● WHAT THE TASK ASKS
Quote each of the following items word for word, without changing anything.

● GIVEN ENTRIES

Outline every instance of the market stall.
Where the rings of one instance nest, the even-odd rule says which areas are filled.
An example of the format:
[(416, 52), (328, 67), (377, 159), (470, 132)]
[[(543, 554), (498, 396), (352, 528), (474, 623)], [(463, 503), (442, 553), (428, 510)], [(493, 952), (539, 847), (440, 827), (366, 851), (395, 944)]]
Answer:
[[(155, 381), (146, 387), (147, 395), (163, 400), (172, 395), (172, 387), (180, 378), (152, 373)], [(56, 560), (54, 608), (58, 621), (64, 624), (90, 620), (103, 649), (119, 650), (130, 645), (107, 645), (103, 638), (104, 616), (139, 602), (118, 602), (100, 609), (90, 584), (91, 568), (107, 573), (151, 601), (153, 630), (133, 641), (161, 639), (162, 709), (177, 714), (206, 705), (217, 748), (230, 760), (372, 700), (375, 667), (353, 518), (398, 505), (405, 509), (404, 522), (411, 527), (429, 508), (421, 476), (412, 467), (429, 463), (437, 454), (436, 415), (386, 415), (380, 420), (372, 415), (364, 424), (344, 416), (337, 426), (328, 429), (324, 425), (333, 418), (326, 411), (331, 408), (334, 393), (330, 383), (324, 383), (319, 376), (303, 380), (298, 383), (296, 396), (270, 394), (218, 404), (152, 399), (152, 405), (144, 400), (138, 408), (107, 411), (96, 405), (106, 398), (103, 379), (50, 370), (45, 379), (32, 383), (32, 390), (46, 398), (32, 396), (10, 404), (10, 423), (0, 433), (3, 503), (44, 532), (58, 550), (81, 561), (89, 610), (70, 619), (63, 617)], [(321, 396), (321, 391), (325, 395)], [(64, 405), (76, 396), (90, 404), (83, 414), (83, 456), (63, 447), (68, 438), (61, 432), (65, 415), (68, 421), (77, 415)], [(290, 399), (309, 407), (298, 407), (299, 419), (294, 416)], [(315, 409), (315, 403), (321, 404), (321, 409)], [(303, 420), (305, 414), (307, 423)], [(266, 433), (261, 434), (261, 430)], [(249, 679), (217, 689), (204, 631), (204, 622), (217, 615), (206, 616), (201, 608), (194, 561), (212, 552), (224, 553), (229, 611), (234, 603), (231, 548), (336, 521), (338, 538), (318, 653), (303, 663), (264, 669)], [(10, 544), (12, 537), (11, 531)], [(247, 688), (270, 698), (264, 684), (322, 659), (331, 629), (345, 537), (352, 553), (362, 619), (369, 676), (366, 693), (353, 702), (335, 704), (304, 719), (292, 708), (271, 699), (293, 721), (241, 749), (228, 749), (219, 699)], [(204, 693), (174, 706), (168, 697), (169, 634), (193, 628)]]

● ANSWER FOR THE TASK
Outline every instance of the market stall.
Where the rings of one instance nest, the even-odd rule says which areas are filled.
An example of the format:
[(416, 52), (328, 67), (377, 159), (470, 132)]
[[(543, 554), (498, 396), (352, 528), (474, 623)], [(463, 503), (442, 553), (428, 510)], [(493, 952), (539, 847), (440, 827), (366, 851), (395, 944)]]
Answer:
[[(155, 381), (146, 387), (147, 395), (163, 400), (172, 395), (172, 387), (180, 378), (152, 373)], [(56, 560), (54, 608), (58, 621), (64, 624), (90, 620), (103, 649), (119, 650), (130, 645), (107, 645), (103, 638), (104, 616), (139, 602), (118, 602), (100, 609), (90, 584), (91, 568), (107, 573), (151, 601), (153, 630), (133, 641), (161, 639), (162, 709), (177, 714), (206, 705), (217, 748), (230, 760), (372, 700), (375, 667), (353, 518), (398, 505), (405, 509), (404, 522), (411, 527), (429, 508), (421, 476), (412, 467), (429, 463), (437, 454), (436, 415), (386, 415), (380, 420), (372, 415), (364, 424), (344, 416), (337, 426), (328, 429), (324, 425), (333, 418), (326, 411), (331, 408), (334, 393), (330, 383), (324, 383), (319, 376), (303, 380), (298, 383), (296, 396), (270, 394), (218, 404), (152, 399), (152, 405), (144, 400), (138, 408), (107, 411), (96, 405), (106, 398), (103, 379), (50, 370), (45, 379), (32, 383), (32, 390), (46, 398), (32, 396), (10, 404), (10, 423), (0, 433), (3, 503), (44, 532), (58, 550), (81, 561), (89, 610), (70, 619), (63, 617)], [(321, 396), (321, 391), (325, 395)], [(64, 405), (76, 396), (90, 404), (83, 414), (83, 456), (63, 447), (68, 438), (61, 432), (65, 415), (68, 421), (77, 415)], [(290, 399), (309, 407), (298, 407), (299, 419), (294, 416)], [(315, 409), (315, 403), (321, 404), (321, 409)], [(303, 420), (305, 414), (307, 423)], [(266, 433), (261, 434), (261, 430)], [(249, 679), (217, 689), (204, 631), (204, 622), (217, 615), (206, 616), (201, 608), (194, 561), (212, 552), (224, 553), (229, 611), (234, 603), (231, 548), (336, 521), (338, 538), (318, 653), (303, 663), (264, 669)], [(10, 544), (12, 537), (11, 531)], [(247, 688), (270, 698), (264, 684), (322, 659), (331, 629), (345, 537), (352, 553), (362, 619), (369, 676), (366, 693), (353, 702), (335, 704), (304, 719), (292, 708), (271, 699), (293, 721), (241, 749), (228, 749), (219, 699)], [(204, 693), (174, 706), (168, 697), (169, 634), (193, 628)]]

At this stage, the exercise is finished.